● DIRECTIONS FOR THIS TASK: Copy all of the items below word for word, but leave out the pictures.
>> Begin INPUT ROWS
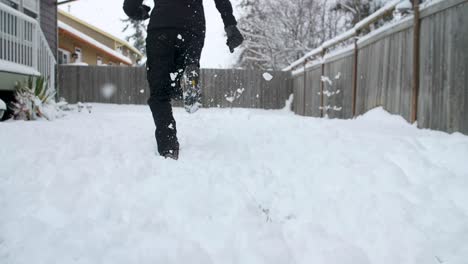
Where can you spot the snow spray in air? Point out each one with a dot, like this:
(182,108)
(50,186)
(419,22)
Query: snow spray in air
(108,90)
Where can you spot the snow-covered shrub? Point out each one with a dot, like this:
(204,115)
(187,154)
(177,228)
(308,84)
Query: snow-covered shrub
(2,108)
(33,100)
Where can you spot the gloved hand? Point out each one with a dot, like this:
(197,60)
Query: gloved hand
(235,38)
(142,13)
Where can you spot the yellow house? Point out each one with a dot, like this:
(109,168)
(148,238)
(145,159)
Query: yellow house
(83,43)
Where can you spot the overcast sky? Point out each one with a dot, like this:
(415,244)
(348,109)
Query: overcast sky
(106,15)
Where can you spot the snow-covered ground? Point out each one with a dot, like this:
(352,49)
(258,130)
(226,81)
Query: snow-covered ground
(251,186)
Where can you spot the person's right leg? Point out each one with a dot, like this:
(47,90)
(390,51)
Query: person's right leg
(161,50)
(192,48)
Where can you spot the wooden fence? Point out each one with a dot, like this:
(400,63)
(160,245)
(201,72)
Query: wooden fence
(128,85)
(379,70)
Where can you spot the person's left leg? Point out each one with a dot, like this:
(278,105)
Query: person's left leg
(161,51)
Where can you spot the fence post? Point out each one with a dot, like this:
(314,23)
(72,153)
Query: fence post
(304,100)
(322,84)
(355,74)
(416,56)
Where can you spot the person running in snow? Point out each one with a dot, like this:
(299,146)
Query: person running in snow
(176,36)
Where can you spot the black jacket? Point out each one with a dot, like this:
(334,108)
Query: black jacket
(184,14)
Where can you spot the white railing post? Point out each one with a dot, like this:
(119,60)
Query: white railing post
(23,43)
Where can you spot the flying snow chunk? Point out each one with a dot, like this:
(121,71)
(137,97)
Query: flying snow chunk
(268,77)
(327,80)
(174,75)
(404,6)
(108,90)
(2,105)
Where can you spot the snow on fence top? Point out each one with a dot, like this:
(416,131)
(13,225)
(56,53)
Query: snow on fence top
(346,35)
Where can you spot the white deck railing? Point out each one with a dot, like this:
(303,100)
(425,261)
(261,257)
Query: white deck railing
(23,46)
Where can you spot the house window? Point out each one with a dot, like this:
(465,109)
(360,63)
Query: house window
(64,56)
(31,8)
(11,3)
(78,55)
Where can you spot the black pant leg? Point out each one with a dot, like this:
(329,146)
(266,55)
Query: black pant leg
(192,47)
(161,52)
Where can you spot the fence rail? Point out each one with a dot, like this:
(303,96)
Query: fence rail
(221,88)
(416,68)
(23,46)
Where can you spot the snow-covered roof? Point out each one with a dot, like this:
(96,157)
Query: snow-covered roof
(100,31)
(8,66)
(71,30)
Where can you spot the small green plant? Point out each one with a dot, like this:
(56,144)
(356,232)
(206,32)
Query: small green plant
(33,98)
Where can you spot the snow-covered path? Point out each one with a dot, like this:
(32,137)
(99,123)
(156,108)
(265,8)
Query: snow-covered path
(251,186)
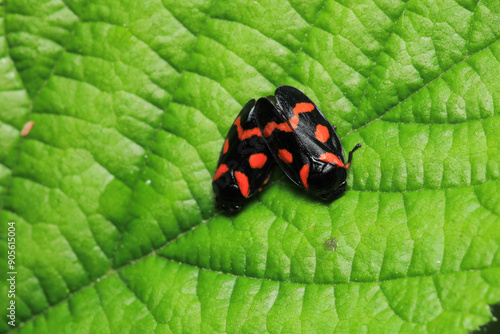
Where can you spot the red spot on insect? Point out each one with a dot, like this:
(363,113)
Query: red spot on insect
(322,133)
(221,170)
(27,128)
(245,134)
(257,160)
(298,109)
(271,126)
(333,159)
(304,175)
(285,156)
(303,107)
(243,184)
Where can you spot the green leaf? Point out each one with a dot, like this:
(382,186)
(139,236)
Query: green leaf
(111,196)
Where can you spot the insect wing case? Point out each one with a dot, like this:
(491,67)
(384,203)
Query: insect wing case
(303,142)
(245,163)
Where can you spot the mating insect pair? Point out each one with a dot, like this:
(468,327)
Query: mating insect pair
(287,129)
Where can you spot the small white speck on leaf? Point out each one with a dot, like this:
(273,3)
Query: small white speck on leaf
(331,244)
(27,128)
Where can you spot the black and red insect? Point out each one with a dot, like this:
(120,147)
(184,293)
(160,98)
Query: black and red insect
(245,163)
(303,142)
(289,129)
>> End INPUT ROWS
● COMPLETE ANSWER:
Where can you spot the snow spray in air? Point out each one with a dot, like this:
(182,108)
(50,186)
(419,22)
Query: snow spray in air
(108,90)
Where can you spot the snow-covered shrub? Point out each one with a dot, like this:
(204,115)
(187,154)
(177,228)
(308,84)
Query: snow-covered shrub
(2,108)
(33,100)
Where can you spot the gloved hand? Point out each one with a dot, like this:
(197,60)
Query: gloved hand
(235,38)
(142,13)
Where can you spot the yellow house? Point out each one with a dot, like this:
(109,168)
(148,238)
(145,159)
Query: yellow house
(83,43)
Where can you spot the overcast sky? Point out each one with a dot, like this:
(415,244)
(348,109)
Query: overcast sky
(106,15)
Where can you spot the snow-covered ground? Point out each one with a dot, like this:
(352,49)
(258,130)
(226,81)
Query: snow-covered ground
(251,186)
Where can you spot the person's right leg? Point out each one with a dot, like this:
(47,90)
(390,51)
Query: person's right leg
(161,50)
(192,48)
Where can you spot the wooden fence? Point out each one with a dot, like this:
(400,63)
(160,245)
(201,72)
Query: wooden fence
(128,85)
(379,70)
Where can you spot the person's left leg? Point out each one with a dot, like this:
(278,105)
Query: person's left leg
(161,51)
Where can you spot the fence post? Point out each one with a dot, like this:
(314,23)
(72,153)
Query: fence post
(304,100)
(322,84)
(355,74)
(416,56)
Where can you spot the person running in snow? Point out each one with a dot, like this:
(299,146)
Query: person running in snow
(176,36)
Where can you spot the black jacket? Point out each one with a dot, like this:
(334,108)
Query: black jacket
(184,14)
Where can you spot the white railing post? Point out each one with a dot, like this:
(119,60)
Query: white railing post
(23,43)
Where can you spot the flying snow chunk? Point out each one with a dot, like this:
(121,71)
(137,97)
Query: flying snow chunk
(268,77)
(327,80)
(174,75)
(404,6)
(108,90)
(2,105)
Where can you spot the snow on fence top? Point out each one with a dot, like this:
(416,131)
(13,225)
(56,53)
Query: snow on fence top
(346,35)
Where can you spot the white deck railing? Point out each one with a dot, like this:
(303,100)
(425,261)
(261,257)
Query: white deck railing
(23,46)
Where can you spot the house window? Point out each one with a dot, like this:
(465,109)
(360,63)
Query: house window
(64,56)
(31,8)
(11,3)
(78,55)
Where can you spot the black pant leg? Point out each one with a dot, like this:
(329,146)
(266,55)
Query: black pant leg
(192,47)
(161,52)
Where can you spot the fence rail? Point out each one with a dot, like this:
(303,96)
Query: fence rail
(221,88)
(416,68)
(23,46)
Where can you spot the snow-covered roof? Point out each one with a dot, like this:
(96,157)
Query: snow-covered roof
(100,31)
(8,66)
(71,30)
Where can you spot the small green plant? Point out each one with a dot, like this:
(56,144)
(356,232)
(206,32)
Query: small green plant
(33,98)
Where can you spot the snow-covered path? Point out each one with a dot, like this:
(32,137)
(99,123)
(156,108)
(265,8)
Query: snow-covered path
(251,186)
Where can you spot the red spot on insect? Point out each one with a dot, like this:
(363,113)
Query: red spot on insect
(322,133)
(221,170)
(27,128)
(245,134)
(257,160)
(298,109)
(271,126)
(333,159)
(304,175)
(285,156)
(303,107)
(243,184)
Where can you spot the green leaf? Point out each one with a dot, like this:
(382,186)
(139,236)
Query: green leaf
(111,196)
Where can you spot the insect wing case? Point out each one with a dot, like this:
(491,67)
(384,203)
Query: insect wing case
(303,142)
(245,163)
Where can you spot the mating insect pair? Point out each one with a dot, like this:
(468,327)
Query: mating insect pair
(287,129)
Where can you spot the small white speck on leaf? Point out each one with a dot, like this:
(273,3)
Query: small white speck on leaf
(331,244)
(27,128)
Where can you spot the black and red insect? Point out each one with a dot, like this:
(120,147)
(184,293)
(160,98)
Query: black and red insect
(245,163)
(303,142)
(289,129)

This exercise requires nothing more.